Written exercise: Copy out the records below word for word, leaving the pictures out of your answer.

(Entries from a dataset)
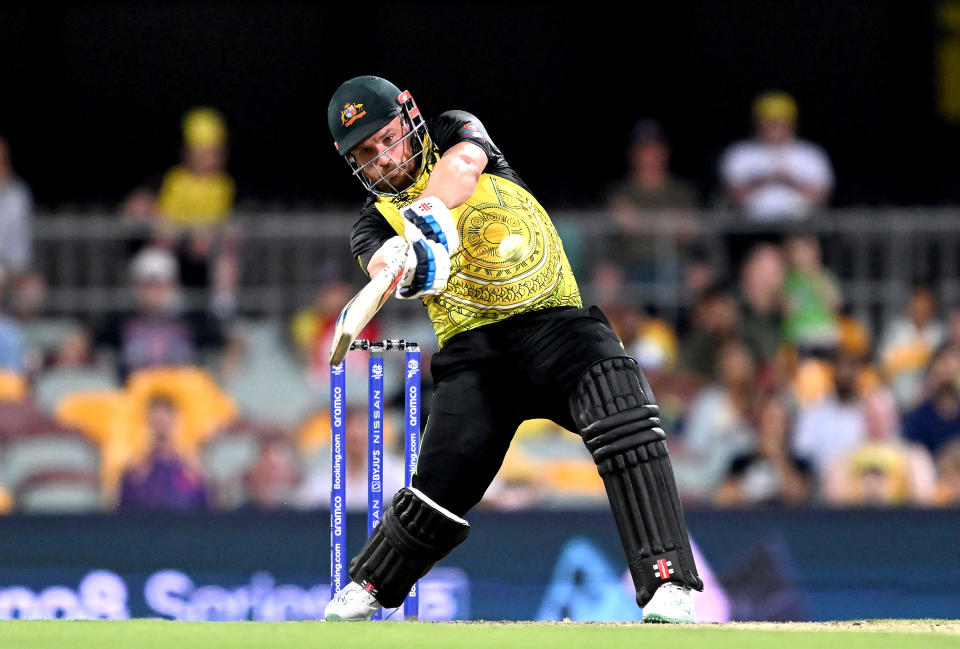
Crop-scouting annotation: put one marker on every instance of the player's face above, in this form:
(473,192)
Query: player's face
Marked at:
(386,158)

Solution for this problem:
Crop-scouting annotation: put one marker on every instance of the player's face above, in this form:
(473,192)
Query: player's face
Marked at:
(386,158)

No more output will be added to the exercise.